DOCUMENT TEXT:

Chapter 25
Brother Ananda and Sister Nalini
9 min read · 7 pages
“A NANTA CANNOT LIVE; the sands of his karma for this life have run out.”
These inexorable words reached my inner consciousness as I sat one morning in deep meditation. Shortly after I had entered the Swami Order, I paid a visit to my birthplace, Gorakhpur, as a guest of my elder brother Ananta. A sudden illness confined him to his bed; I nursed him lovingly.
The solemn inward pronouncement filled me with grief. I felt that I could not bear to remain longer in Gorakhpur, only to see my brother removed before my helpless gaze. Amidst uncomprehending criticism from my relatives, I left India on the first available boat. It cruised along Burma and the China Sea to Japan. I disembarked at Kobe, where I spent only a few days. My heart was too heavy for sightseeing.
On the return trip to India, the boat touched at Shanghai. There Dr. Misra, the ship’s physician, guided me to several curio shops, where I selected various presents for Sri Yukteswar and my family and friends. For Ananta I purchased a large carved bamboo piece. No sooner had the Chinese salesman handed me the bamboo souvenir than I dropped it on the floor, crying out, “I have bought this for my dear dead brother!”
A clear realization had swept over me that his soul was just being freed in the Infinite. The souvenir was sharply and symbolically cracked by its fall; amidst sobs, I wrote on the bamboo surface: “For my beloved Ananta, now gone.”
My companion, the doctor, was observing these proceedings with a sardonic smile.
“Save your tears,” he remarked. “Why shed them until you are sure he is dead?”

STUDY MATERIAL:
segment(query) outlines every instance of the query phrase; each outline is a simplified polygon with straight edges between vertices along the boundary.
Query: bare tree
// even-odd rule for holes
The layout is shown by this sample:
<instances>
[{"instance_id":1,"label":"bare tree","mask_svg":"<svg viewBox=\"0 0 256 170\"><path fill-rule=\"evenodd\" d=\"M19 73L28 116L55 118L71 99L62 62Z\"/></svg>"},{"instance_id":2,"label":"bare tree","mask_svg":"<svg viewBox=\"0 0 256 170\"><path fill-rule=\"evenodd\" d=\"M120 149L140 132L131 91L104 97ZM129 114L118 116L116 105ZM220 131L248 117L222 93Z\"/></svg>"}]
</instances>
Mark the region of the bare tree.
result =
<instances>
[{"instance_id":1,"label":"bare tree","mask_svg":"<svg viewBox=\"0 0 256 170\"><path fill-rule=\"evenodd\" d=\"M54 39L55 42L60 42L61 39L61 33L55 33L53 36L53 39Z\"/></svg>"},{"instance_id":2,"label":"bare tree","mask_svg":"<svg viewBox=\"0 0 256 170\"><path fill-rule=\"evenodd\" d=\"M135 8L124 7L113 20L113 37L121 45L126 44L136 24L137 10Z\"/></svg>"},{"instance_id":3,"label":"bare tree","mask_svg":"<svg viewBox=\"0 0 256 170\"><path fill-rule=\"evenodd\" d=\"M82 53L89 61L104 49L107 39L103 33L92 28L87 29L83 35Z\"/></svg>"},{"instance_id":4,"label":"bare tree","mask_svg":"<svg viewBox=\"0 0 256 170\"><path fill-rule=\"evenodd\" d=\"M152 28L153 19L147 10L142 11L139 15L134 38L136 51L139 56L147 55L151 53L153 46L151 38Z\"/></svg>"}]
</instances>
--
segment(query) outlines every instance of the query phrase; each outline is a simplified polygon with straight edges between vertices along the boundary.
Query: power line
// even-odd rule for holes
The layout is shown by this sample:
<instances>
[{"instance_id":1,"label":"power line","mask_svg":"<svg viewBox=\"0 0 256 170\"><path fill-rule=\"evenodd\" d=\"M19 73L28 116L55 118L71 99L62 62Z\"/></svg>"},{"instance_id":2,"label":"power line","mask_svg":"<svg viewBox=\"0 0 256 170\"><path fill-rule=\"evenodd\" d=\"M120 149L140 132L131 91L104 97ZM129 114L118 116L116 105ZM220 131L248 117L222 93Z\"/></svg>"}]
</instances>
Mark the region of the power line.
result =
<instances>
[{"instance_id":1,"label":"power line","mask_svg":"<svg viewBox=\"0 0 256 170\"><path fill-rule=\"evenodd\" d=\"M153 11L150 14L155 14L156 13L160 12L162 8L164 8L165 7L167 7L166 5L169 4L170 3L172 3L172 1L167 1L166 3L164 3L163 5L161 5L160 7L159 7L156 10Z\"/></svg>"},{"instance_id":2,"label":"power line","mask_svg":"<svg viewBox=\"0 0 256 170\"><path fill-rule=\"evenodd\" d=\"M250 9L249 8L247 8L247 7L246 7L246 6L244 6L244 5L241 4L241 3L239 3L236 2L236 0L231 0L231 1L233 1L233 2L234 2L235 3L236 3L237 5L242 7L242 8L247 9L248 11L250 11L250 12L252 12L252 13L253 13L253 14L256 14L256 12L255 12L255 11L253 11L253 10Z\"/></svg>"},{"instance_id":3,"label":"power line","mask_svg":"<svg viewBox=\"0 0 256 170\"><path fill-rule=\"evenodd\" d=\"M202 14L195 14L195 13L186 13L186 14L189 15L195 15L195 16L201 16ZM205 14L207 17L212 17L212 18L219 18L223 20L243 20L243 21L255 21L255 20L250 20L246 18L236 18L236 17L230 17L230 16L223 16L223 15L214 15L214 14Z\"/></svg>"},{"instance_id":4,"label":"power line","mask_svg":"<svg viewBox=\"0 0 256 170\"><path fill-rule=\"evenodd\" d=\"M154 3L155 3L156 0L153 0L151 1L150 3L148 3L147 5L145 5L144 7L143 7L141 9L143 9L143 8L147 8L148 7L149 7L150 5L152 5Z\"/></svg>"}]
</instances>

LIST OF TASKS:
• a. In the chapter text, take the passage between "On the return" and "a sardonic smile.", inclusive, and give it again with "souvenir" replaced by "keepsake".
• b. Answer these questions from the chapter text:
(i) At which port in Japan did the narrator disembark?
(ii) At which city did the boat stop on the return trip to India?
(iii) What did the narrator purchase for Ananta?
• c. Please translate this sentence from the chapter text into Spanish: "My companion, the doctor, was observing these proceedings with a sardonic smile."
The records come from a different source than the chapter text.

ANSWERS FOR THIS EXERCISE:
• a.
On the return trip to India, the boat touched at Shanghai. There Dr. Misra, the ship’s physician, guided me to several curio shops, where I selected various presents for Sri Yukteswar and my family and friends. For Ananta I purchased a large carved bamboo piece. No sooner had the Chinese salesman handed me the bamboo keepsake than I dropped it on the floor, crying out, “I have bought this for my dear dead brother!”
A clear realization had swept over me that his soul was just being freed in the Infinite. The keepsake was sharply and symbolically cracked by its fall; amidst sobs, I wrote on the bamboo surface: “For my beloved Ananta, now gone.”
My companion, the doctor, was observing these proceedings with a sardonic smile.

• b.
(i) Kobe
(ii) Shanghai
(iii) A large carved bamboo piece

• c. Mi acompañante, el médico, observaba estos sucesos con una sonrisa sardónica.